Route à San Pedro de Atacama, Chili

Slow travel : ode à la lenteur en voyage

« Nous nous refusons tous les luxes sauf le plus précieux : la lenteur. »
(Nicolas Bouvier)

Se perdre. Ici et là suivre la lumière d’une ruelle esseulée. Lever le pouce, rire, échanger et changer ses plans amovibles pour suivre des conseils inconnus.
Se perdre dans le temps. Étirer les heures pour profiter de chaque rayon de soleil. Écourter les jours pour danser chaque seconde d’une nuit sans lune. S’asseoir contre un arbre et se perdre dans les pages d’un livre à offrir.
Se perdre pour ne pas perdre son temps, sa vie, son voyage.

« On a même eu de l’avance et on est rentré une semaine plus vite »

Cette phrase, je l’ai lue sur l’un des nombreux groupe de voyageurs Facebook. C’est une voyageuse qui a parcouru 5 pays latino-américains en 2 mois qui l’a écrite. Comme toutes celles et ceux dont le seul but est de gratter une carte, cocher une liste ou épater la galerie des statistiques, elle a sûrement préparé son voyage à la seconde près sans laisser au temps un instant de liberté.

Je relis la phrase. Je visualise la carte d’Amérique du Sud. Le Chili, la Bolivie, le Pérou, l’Argentine et le Brésil. 2 mois pour des pays qui sont tous plus grands que la France, la Belgique et le Liechtenstein réunis. 2 mois pour parcourir la quasi totalité d’un continent.
J’imagine qu’elle n’avait que ces deux petits mois de vacances dans l’année et qu’elle avait envie d’en prendre plein les mirettes. Je la comprends. Le monde est si beau, si vaste. Moi aussi j’aurais voulu tout voir, tout connaître, tout comprendre. Mais ça c’était avant.
------------------------
TÂCHES ET EXERCICES:
• A. D'après le texte sur le slow travel, combien de pays latino-américains la voyageuse citée a-t-elle parcourus, et en combien de temps ?
• B. Recopiez le passage du texte sur le slow travel qui s'ouvre sur les mots contenant « Slow travel : ode » et se clôt sur « vie, son voyage. ».

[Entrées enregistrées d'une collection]
------------------------
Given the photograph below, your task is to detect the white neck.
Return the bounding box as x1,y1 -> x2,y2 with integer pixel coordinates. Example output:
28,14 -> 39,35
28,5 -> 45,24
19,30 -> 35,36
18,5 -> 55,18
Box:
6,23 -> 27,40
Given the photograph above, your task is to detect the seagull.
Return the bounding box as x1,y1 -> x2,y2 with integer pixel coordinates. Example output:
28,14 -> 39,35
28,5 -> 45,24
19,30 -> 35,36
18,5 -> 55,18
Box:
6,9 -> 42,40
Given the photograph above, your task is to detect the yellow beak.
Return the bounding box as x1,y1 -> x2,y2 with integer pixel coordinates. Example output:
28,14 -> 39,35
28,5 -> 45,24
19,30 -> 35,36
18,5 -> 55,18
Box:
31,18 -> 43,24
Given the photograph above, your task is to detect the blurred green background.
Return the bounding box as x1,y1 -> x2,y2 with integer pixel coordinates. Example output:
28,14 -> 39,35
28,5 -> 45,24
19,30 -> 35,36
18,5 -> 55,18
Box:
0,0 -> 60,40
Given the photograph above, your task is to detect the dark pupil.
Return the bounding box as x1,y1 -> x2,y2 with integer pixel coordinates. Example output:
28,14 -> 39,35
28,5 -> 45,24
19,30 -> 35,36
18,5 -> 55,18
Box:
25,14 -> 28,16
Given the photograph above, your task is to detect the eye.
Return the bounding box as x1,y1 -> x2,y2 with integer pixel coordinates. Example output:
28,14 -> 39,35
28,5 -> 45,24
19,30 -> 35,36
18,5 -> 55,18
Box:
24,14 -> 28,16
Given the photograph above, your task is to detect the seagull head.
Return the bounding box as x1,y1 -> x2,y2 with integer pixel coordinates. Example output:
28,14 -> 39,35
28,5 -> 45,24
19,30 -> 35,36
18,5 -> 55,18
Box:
------------------------
RÉSULTATS PAR TÂCHE:
• A. 5 pays en 2 mois.

• B.
Slow travel : ode à la lenteur en voyage

« Nous nous refusons tous les luxes sauf le plus précieux : la lenteur. »
(Nicolas Bouvier)

Se perdre. Ici et là suivre la lumière d’une ruelle esseulée. Lever le pouce, rire, échanger et changer ses plans amovibles pour suivre des conseils inconnus.
Se perdre dans le temps. Étirer les heures pour profiter de chaque rayon de soleil. Écourter les jours pour danser chaque seconde d’une nuit sans lune. S’asseoir contre un arbre et se perdre dans les pages d’un livre à offrir.
Se perdre pour ne pas perdre son temps, sa vie, son voyage.